Was für eine Wendung! Joseph gelingt einfach alles. Es sieht so aus, als ob Potiphar ihn immer wieder befördert hätte. Erst war er ein normaler Sklave, dann wurde er ins Haus gebracht, und letztendlich wurde er zum Verwalter des Haushalts, zum Statthalter, wenn wir so wollen, im Hause seines Herrn.
Das lag sicher in gewisser Weise daran, dass Joseph ein sehr fleißiger und begabter Mann war. Doch der Text lässt keinen Zweifel daran, was der wahre Grund für seinen Erfolg war: Der Herr war mit Joseph. Hier kommt Gott ins Blickfeld. Das geschieht in der Josefsgeschichte fast nie.
In Kapitel 37, wie uns letzte Woche sicher aufgefallen ist, wird Gott nicht einmal erwähnt. Im Fortgang in den Kapiteln 40 bis 50 wird der Name des Herrn, der Name Gottes, nur noch ein einziges Mal erwähnt. Aber in diesem Kapitel lesen wir immer und immer wieder vom Herrn. In den ersten Versen allein gleich fünfmal: Der Herr war mit Joseph (Vers 2), alles, was er tat, ließ der Herr in seiner Hand gelingen (Vers 3), es war lauter Segen des Herrn in allem, was er hatte zu Hause und auf dem Felde (Vers 5).
Potiphar bleibt das nicht verborgen; er sah, dass der Herr mit ihm war. Was wir nicht lesen, ist, ob Joseph selbst das auch so wahrnahm, ob er verstand, dass der Herr ihm hier Erfolg schenkte.
Uns muss klar sein: So gut die Karriere von Joseph im Hause Potiphar auch war, es war immer noch eine ganz dramatische Situation. Der junge Mann war getrennt von seiner Familie, von seinem geliebten Vater. Er, der eben noch ein freier Mann war, privilegiert und beschenkt von seinem Vater, ist nun zum einen brutal von seinen Brüdern verstoßen, zum anderen immer noch ein Knecht, ein Sklave. Und er ist in einem fernen Land, fern der Heimat und fern seines geliebten Vaters.
Ich glaube, wir können gut nachvollziehen, dass es in solchen Situationen oft schwer ist, den Segen Gottes zu erleben oder wahrzunehmen. Tatsächlich ist die Gefahr groß, dass Christen in solchen Zeiten, in denen eigentlich so viel schiefgegangen ist, Gott aus dem Blick verlieren. Und wenn dann doch etwas gelingt, wenn es ein bisschen aufwärts geht, wird der wahre Grund dafür oft übersehen.
☆ ☆ ☆ ☆
ARBEITSAUFTRAG: Übersetzen Sie diesen Satz aus dem Textabschnitt über Joseph ins Englische: „Doch der Text lässt keinen Zweifel daran, was der wahre Grund für seinen Erfolg war: Der Herr war mit Joseph.“
☆ ☆ ☆ ☆
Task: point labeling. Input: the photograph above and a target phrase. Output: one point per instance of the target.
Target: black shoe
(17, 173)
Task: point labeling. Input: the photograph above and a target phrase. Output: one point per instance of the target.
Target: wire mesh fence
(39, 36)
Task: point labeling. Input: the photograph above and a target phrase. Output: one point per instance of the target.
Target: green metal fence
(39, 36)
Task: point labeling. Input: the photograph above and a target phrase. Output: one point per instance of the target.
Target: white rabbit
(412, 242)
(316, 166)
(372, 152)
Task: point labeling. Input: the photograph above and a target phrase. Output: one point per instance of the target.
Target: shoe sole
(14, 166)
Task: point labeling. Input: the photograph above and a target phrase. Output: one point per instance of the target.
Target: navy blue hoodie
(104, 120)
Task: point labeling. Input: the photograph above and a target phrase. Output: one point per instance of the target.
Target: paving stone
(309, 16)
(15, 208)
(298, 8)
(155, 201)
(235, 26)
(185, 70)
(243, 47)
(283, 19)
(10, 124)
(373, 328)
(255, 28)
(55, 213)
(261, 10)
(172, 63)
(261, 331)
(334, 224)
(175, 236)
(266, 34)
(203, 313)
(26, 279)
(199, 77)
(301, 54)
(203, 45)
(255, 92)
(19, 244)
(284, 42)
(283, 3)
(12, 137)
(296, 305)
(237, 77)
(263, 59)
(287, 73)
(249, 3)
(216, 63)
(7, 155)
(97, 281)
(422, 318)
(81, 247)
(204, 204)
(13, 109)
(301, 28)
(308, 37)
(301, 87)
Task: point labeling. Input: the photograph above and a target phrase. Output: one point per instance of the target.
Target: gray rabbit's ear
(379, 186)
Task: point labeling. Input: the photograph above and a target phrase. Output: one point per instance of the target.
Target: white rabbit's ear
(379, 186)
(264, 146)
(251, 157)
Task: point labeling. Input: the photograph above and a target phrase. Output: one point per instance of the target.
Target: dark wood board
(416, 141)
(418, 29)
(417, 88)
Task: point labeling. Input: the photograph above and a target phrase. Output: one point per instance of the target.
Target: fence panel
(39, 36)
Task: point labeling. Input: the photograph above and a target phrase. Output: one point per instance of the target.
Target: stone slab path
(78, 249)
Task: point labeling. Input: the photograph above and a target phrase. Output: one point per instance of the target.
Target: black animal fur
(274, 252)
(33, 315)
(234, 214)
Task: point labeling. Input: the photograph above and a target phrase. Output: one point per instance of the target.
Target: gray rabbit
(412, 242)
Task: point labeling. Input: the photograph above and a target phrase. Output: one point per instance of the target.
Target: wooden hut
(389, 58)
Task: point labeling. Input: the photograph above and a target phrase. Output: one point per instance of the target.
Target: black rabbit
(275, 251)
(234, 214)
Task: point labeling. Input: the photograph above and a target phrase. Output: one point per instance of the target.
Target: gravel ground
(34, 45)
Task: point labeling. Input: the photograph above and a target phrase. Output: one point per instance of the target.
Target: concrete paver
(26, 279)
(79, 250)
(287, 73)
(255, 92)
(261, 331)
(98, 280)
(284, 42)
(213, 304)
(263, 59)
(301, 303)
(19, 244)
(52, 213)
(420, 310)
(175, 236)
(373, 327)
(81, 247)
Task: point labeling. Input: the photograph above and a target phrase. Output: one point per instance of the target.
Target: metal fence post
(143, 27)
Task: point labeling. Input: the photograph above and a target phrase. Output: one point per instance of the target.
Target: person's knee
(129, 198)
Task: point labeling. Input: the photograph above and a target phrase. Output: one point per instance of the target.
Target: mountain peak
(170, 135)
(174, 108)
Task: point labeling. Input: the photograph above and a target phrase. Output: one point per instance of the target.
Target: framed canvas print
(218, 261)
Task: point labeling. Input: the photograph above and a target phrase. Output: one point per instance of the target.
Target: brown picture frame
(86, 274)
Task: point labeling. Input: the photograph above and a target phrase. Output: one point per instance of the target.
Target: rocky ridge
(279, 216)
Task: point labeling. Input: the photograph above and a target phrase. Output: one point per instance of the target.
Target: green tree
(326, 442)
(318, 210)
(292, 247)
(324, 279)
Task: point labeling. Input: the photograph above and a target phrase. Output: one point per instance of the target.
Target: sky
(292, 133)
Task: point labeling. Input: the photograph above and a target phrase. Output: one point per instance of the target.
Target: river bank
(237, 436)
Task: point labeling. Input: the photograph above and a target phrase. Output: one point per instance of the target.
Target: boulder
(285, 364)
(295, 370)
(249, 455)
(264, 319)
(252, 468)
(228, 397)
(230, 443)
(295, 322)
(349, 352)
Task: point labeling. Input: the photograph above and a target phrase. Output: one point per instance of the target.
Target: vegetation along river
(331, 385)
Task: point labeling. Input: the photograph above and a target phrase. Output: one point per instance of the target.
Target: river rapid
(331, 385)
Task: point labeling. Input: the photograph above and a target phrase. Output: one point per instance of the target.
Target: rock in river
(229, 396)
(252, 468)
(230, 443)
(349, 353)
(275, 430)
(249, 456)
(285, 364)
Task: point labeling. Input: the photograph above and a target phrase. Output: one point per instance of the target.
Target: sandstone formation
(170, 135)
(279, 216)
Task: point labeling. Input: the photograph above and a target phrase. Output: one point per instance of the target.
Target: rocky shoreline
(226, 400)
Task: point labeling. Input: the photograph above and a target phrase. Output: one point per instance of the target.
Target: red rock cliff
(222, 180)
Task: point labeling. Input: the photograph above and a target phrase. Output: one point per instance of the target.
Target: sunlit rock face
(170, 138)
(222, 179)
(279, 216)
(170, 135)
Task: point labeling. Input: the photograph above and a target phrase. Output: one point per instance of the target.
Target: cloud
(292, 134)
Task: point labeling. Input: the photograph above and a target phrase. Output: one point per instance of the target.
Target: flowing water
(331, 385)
☆ ☆ ☆ ☆
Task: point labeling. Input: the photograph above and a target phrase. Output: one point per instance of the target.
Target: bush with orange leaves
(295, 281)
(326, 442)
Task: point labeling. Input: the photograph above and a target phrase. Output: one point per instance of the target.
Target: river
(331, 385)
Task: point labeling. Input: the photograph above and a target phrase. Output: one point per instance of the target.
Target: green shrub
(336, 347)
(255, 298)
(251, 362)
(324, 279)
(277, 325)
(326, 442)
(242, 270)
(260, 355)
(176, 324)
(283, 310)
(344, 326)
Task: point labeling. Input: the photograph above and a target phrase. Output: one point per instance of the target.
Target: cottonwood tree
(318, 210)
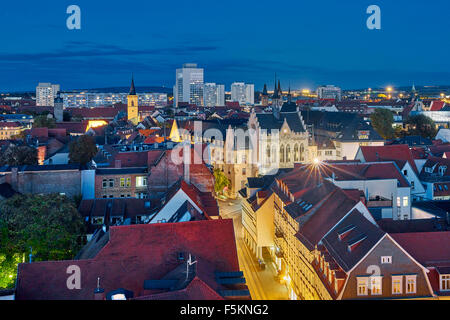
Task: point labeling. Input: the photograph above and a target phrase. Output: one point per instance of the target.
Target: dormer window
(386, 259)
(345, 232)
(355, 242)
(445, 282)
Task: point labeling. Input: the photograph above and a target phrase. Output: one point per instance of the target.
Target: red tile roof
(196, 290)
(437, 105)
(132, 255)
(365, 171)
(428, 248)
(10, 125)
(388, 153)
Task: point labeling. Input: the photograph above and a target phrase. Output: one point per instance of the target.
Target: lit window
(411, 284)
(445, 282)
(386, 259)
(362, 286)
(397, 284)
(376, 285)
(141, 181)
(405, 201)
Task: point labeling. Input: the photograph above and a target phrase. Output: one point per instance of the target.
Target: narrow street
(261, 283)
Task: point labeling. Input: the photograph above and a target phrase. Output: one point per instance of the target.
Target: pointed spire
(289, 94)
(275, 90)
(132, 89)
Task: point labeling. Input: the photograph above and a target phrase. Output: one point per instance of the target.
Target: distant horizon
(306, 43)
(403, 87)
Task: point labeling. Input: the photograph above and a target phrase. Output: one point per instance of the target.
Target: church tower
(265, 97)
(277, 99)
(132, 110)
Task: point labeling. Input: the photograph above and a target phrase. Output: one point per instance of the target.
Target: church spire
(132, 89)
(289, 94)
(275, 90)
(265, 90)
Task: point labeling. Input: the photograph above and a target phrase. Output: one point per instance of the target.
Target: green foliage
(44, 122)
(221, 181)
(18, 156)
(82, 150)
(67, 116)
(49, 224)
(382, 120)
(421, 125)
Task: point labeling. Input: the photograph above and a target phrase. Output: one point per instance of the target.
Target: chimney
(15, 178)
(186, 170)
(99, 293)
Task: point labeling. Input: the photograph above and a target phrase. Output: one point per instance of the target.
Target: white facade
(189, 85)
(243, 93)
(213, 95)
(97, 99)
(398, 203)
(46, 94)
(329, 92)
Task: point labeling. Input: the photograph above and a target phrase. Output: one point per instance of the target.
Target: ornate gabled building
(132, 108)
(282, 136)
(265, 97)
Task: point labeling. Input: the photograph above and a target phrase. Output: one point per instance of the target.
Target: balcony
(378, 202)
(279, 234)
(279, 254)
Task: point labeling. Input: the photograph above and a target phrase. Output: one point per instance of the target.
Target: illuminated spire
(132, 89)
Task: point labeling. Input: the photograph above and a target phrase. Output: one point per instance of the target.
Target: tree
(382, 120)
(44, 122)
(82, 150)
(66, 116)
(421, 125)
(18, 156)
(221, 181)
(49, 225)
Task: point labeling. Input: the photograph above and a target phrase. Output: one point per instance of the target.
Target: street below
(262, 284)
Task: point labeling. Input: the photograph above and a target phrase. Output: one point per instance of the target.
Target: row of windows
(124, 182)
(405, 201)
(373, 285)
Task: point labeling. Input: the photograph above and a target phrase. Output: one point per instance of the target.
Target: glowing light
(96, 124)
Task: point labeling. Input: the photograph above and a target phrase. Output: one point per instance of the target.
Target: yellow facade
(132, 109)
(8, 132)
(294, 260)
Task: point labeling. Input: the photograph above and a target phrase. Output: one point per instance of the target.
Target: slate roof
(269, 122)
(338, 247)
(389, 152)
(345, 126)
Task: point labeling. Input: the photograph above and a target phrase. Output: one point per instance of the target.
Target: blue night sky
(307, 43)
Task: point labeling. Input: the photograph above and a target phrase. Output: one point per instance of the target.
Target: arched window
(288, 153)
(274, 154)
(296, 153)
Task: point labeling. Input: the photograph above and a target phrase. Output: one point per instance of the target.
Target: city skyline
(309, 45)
☆ ☆ ☆ ☆
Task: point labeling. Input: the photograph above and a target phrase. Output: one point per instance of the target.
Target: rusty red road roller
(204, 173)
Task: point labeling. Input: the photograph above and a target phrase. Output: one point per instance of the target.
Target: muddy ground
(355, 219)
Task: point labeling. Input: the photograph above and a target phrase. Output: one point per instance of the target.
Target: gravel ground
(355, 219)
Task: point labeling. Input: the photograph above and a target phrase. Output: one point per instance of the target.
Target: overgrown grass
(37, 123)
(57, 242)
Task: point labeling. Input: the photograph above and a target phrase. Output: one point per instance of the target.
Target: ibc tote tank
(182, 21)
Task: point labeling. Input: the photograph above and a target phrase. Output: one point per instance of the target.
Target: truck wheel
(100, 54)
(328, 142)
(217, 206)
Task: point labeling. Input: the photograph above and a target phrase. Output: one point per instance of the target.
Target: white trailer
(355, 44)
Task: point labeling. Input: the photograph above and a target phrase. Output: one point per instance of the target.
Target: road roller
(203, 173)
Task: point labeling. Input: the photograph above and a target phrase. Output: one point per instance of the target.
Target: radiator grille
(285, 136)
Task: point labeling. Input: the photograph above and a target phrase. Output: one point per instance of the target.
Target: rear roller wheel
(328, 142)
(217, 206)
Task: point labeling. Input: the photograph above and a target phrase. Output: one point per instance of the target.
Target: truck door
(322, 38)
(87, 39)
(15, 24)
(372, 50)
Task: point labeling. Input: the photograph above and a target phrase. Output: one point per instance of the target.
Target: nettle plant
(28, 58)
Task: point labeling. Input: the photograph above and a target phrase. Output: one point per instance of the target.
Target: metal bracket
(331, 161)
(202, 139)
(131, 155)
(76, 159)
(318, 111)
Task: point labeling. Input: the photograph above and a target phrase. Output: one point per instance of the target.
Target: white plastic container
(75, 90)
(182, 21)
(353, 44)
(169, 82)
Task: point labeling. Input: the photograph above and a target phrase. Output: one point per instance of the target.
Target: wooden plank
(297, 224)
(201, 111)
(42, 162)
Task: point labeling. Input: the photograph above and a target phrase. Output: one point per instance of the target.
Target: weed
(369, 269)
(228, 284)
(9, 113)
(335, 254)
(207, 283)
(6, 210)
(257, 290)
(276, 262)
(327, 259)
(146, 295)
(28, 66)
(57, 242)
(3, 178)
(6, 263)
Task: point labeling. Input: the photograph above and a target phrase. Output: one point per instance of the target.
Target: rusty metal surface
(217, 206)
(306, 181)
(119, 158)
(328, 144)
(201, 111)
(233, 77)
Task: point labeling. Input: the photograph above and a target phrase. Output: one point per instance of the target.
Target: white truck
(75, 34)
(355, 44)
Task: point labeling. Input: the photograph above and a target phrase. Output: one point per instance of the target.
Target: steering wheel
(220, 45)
☆ ☆ ☆ ☆
ANTWORT: But the text leaves no doubt as to what the true reason for his success was: the Lord was with Joseph.